Records to use:
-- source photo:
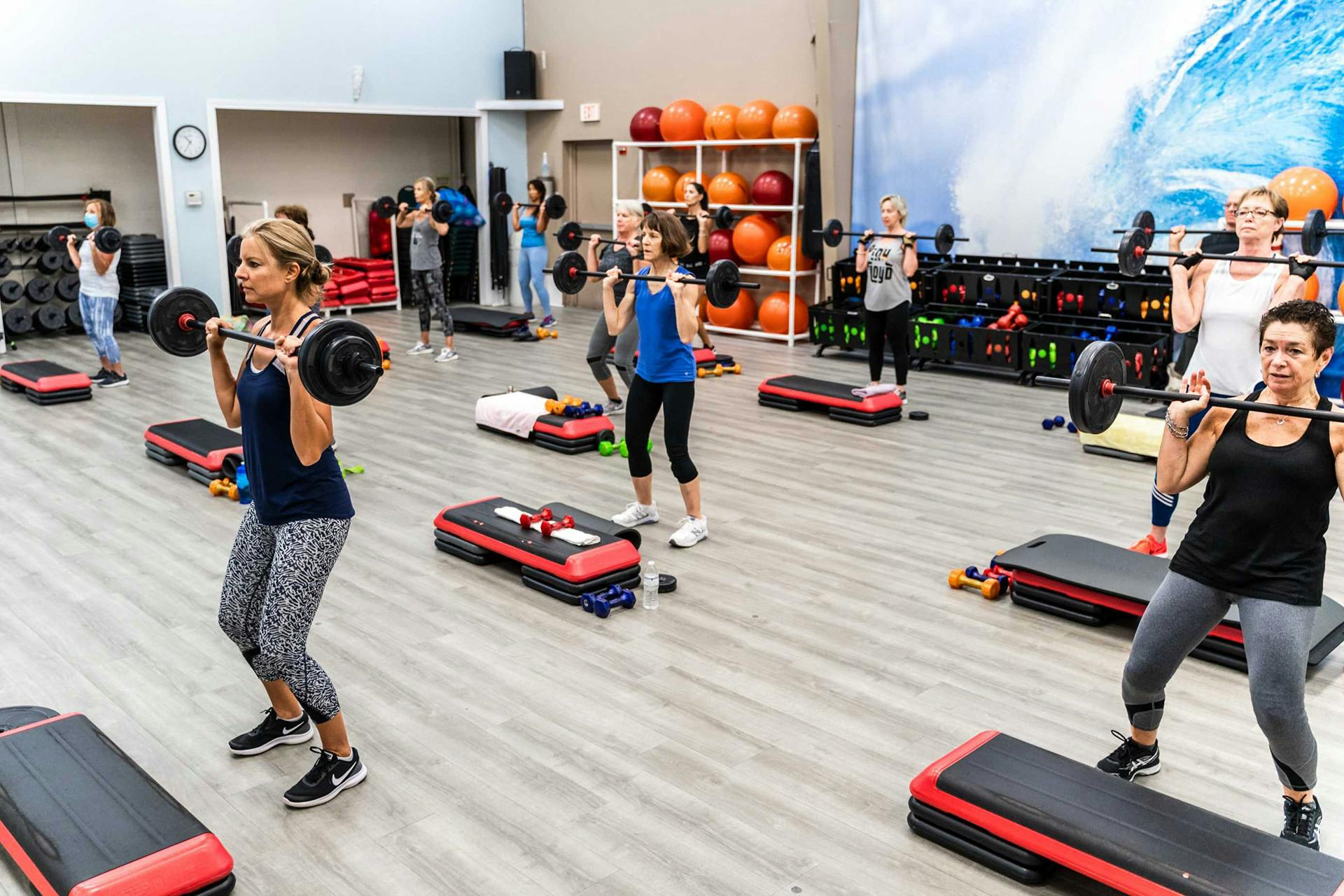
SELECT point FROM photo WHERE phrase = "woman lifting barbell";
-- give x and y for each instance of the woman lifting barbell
(664, 375)
(890, 260)
(296, 526)
(1226, 301)
(1257, 542)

What is being asked:
Reproduce the data above with "barbell" swapped for "kettlebell" throughout and everything else unchanged. Leave out the pictures.

Exercise answer:
-- source photo:
SELECT point FROM photo WHERE phrase = "woman lifting kettlebell";
-- give x and y for each instance of the woman lifting kettlebell
(664, 375)
(890, 260)
(296, 526)
(1226, 301)
(1257, 542)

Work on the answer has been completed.